• **Document excerpt**

--- Begin ---

- Theatrical release poster by John Alvin
- Directed by: Jonathan Kaplan
- Written by: Lawrence Lasker Stanley Weiser
- Produced by: Walter F. Parkes Lawrence Lasker
- Starring: Matthew Broderick; Helen Hunt;
- Cinematography: Dean Cundey
- Edited by: O. Nicholas Brown Brent A. Schoenfeld
- Music by: James Horner
- Distributed by: 20th Century Fox
- Release date: April 17, 1987;
- Running time: 108 minutes
- Country: United States
- Languages: English American Sign Language
- Budget: $18 million
- Box office: $21 million

= Project X (1987 film) =

1987 film by Jonathan Kaplan

Project X is a 1987 American science fiction comedy drama film produced by Walter F. Parkes and Lawrence Lasker, directed by Jonathan Kaplan, and starring Matthew Broderick and Helen Hunt. The plot revolves around a USAF Airman (Broderick) who is assigned to care for chimpanzees used in a secret Air Force project. He questions the ethics of the situation when he discovers one of them can communicate with sign language and subsequently learns they will not survive the tests. Hunt's character raised the chimpanzee and taught him sign language before her program funding was cut. She was promised he would be sent to a wildlife preserve, but, as Broderick's character finds out, that was a lie.

==Plot==
University of Wisconsin graduate student Teri MacDonald has trained a chimpanzee named Virgil to use sign language. When her National Science Foundation research grant is not renewed, Virgil is taken to an Air Force base in Lockridge, Florida, to be used in a top-secret research project involving flight simulation, though Teri is told that he's been sent to the Houston Zoo.

Airman Jimmy Garrett is assigned to the same chimpanzee project. Virgil and Jimmy bond, and Jimmy discovers that Virgil has been taught sign language. Jimmy becomes aware that once the chimpanzees reach a certain level in operating the flight simulator, they will be exposed to a lethal pulse of radiation to determine how long a pilot may survive after a nuclear exchange in carrying out a second strike.

After learning of the chimpanzees' fate, he contacts Teri, who comes to the base. Jimmy challenges Dr. Carroll and others about the project's value by noting that the hypothetical pilot, knowing the implications of the second-strike scenario, would know that he is dying and be affected by that knowledge. However, the chimpanzees would not be as aware; thus, the project is flawed. Enraged, Dr. Carroll promises Jimmy that his military career is finished.

Meanwhile, in the vivarium, some of the chimpanzees have unlocked their cages and have stacked crates and boxes to attempt an escape through a skylight. Jimmy, Teri, Dr. Carroll, and the authorities walk in to see the chimpanzees loose. Virgil is at the top of the stack and attempts to break the skylight with a crowbar, but Teri convinces him to come down. Dr. Carroll tries to control the chimpanzees with an electric prod, but Goliath the chimpanzee overpowers him and the authorities, forcing them to flee. Many chimpanzees escape the vivarium and cause havoc throughout the base, while Goliath and chimpanzees Winston and Spike reach the flight chamber. Inside, the three wreck the simulator and short the reactor's wall control panel, causing the radiation reactor to go up. Jimmy gets Winston and Spike out; however, Goliath's refusal to leave traps him in the flight chamber just as the reactor's wall panel short-circuits and generates a radiation blast. A fire extinguisher left by the chimps jams the reactor on its way down, posing a risk of a meltdown. Jimmy and Virgil convince Goliath to yank out the jammed fire extinguisher, but Goliath later dies from radiation exposure.

--- End ---

Region outline entries:
--- Begin ---

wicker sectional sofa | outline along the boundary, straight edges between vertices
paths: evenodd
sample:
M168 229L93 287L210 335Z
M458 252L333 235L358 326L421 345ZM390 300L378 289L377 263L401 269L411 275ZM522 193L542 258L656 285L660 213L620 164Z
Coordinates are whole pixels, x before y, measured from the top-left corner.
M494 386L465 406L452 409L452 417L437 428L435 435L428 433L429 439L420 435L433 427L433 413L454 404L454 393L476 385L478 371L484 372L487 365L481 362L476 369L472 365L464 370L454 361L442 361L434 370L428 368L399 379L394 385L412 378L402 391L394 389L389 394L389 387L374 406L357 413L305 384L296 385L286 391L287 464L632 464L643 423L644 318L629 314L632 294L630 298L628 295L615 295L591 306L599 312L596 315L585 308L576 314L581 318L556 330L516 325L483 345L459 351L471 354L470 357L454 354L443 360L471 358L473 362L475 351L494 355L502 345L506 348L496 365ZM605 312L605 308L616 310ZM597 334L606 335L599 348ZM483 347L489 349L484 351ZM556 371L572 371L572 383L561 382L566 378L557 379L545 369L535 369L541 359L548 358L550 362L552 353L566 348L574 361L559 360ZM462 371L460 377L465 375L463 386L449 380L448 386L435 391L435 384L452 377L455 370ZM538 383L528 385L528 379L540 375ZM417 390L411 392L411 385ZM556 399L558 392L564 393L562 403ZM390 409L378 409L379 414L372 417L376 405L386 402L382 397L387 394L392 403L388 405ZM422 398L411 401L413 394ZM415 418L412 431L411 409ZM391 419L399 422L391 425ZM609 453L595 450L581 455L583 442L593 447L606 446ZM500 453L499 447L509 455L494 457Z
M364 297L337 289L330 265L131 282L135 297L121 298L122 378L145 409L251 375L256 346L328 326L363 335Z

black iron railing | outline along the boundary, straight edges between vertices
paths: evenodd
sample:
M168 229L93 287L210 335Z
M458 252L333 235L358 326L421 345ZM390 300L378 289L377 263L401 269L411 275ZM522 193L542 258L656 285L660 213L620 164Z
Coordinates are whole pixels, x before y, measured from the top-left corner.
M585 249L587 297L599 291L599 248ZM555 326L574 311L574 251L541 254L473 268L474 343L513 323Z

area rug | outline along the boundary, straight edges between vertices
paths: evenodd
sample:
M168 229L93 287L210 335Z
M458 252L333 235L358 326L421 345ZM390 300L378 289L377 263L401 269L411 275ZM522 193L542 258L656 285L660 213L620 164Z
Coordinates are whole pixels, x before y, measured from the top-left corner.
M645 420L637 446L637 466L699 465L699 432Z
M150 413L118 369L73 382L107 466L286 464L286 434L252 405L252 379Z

--- End ---

• **Short problem A**
In the Project X film article, reproduce the stretch from "1987 film by" through "that was a lie.", substituting "apes" for "chimpanzees".
• **Short problem B**
According to the Project X film article, where is the Air Force base that Virgil is taken to?
These entries come from a different source than the Project X film article.

• **Task result A**
1987 film by Jonathan Kaplan

Project X is a 1987 American science fiction comedy drama film produced by Walter F. Parkes and Lawrence Lasker, directed by Jonathan Kaplan, and starring Matthew Broderick and Helen Hunt. The plot revolves around a USAF Airman (Broderick) who is assigned to care for apes used in a secret Air Force project. He questions the ethics of the situation when he discovers one of them can communicate with sign language and subsequently learns they will not survive the tests. Hunt's character raised the chimpanzee and taught him sign language before her program funding was cut. She was promised he would be sent to a wildlife preserve, but, as Broderick's character finds out, that was a lie.

• **Task result B**
Lockridge, Florida